### WHAT THE EXERCISE ASKS
Could you reproduce, exactly and alone, the lines running from the one with "rule = for every" to the end of the data below?
:::
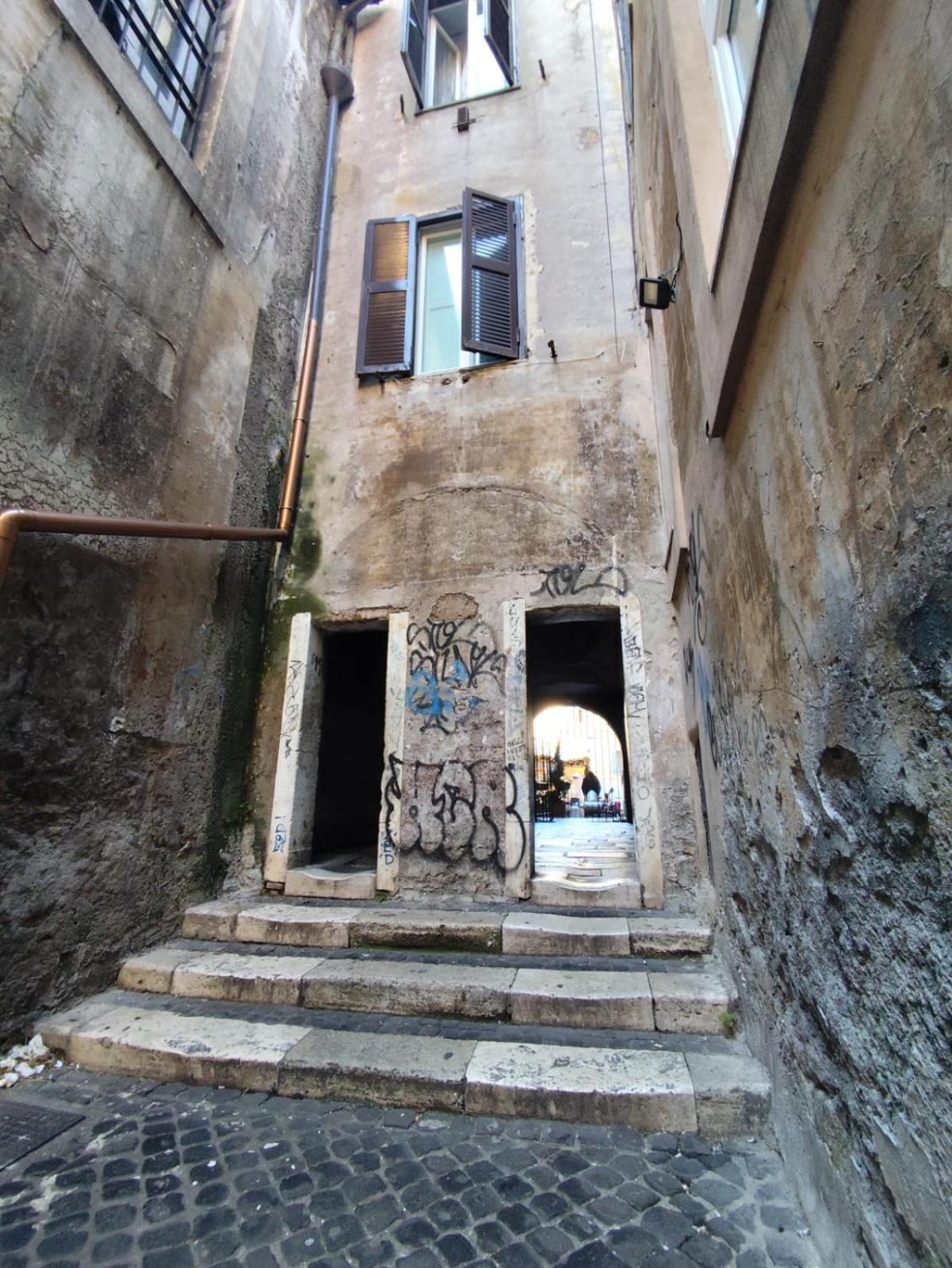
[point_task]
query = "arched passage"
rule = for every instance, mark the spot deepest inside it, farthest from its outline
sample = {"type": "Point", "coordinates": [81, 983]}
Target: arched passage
{"type": "Point", "coordinates": [575, 689]}
{"type": "Point", "coordinates": [579, 765]}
:::
### SOLUTION
rule = for every instance, mark the spot deepest inside it, farthest from its outline
sample = {"type": "Point", "coordinates": [81, 983]}
Target: arched passage
{"type": "Point", "coordinates": [575, 689]}
{"type": "Point", "coordinates": [579, 765]}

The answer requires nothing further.